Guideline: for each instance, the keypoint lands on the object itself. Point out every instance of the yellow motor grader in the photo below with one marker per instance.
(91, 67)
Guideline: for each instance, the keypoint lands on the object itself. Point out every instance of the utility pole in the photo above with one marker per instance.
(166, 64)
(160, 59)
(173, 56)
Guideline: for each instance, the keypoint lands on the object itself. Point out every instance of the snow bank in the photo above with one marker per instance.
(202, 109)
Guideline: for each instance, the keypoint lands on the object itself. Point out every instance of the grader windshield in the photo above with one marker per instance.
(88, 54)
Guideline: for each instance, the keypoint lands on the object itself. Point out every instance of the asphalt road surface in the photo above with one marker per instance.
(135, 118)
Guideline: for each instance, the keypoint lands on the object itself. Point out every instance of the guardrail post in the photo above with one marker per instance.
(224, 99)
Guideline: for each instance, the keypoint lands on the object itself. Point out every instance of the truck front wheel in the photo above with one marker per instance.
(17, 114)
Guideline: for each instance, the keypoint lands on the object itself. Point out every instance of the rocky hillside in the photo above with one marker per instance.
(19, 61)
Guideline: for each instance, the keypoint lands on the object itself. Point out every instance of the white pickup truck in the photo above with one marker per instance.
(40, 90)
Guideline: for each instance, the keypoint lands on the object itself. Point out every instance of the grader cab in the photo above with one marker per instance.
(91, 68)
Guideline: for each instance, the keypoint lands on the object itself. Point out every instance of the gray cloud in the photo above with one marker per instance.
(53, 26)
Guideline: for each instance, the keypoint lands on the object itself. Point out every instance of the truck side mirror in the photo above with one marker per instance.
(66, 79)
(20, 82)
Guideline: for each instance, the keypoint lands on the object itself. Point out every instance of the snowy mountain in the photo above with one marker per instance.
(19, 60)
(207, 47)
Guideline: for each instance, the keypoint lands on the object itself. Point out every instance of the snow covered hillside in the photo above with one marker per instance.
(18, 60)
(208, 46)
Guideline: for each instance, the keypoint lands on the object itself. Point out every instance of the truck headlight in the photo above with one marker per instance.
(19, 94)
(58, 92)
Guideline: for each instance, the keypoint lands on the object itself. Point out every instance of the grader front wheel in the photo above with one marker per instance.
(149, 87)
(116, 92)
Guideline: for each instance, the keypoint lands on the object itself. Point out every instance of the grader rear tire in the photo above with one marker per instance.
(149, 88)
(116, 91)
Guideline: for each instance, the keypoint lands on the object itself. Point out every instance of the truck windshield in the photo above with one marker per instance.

- [Requirement]: Write the lines out verbatim, from the one with "the grader cab" through the last line of the entries, and stop there.

- [Task result]:
Guideline: for each instance, the keypoint lands on the object itself. Point out every instance of the grader cab in the photo above with one marker per instance.
(91, 68)
Guideline: for each instance, the keypoint lands on the object itself. Point out every instance of the gray cloud in the photo above with one marker per instance.
(53, 26)
Guideline: for each instance, the keypoint lands on the object itself. Point out every instance of the truck side mirror in the photo above with one marker per instance.
(66, 79)
(20, 82)
Guideline: for each instance, the keypoint lands on the object itself. Point out every instance of the snowy mountain in the photo above with one marker per instance.
(19, 60)
(207, 47)
Guideline: for each instance, the keypoint lands on the object itself. Point out every instance of the snow covered hillside in the photo above with one marker per instance.
(18, 60)
(208, 46)
Guideline: for each instance, the keypoint lands on the object itself. Point out every instance of the truck headlight in the photo above with one marker per instance.
(19, 94)
(58, 92)
Guideline: for each instance, the keypoint lands on the object itself. Point out every instance of the grader front wheel in the photo above with one marker per instance.
(149, 87)
(116, 92)
Guideline: for each instance, the keypoint lands on the object itself. Point out every instance of the grader rear tire in the photo above with one marker per instance.
(149, 88)
(116, 91)
Guideline: for each instance, the keypoint lands on the object itself. Point out every instance of the truck windshield in the photo above with one marker per instance.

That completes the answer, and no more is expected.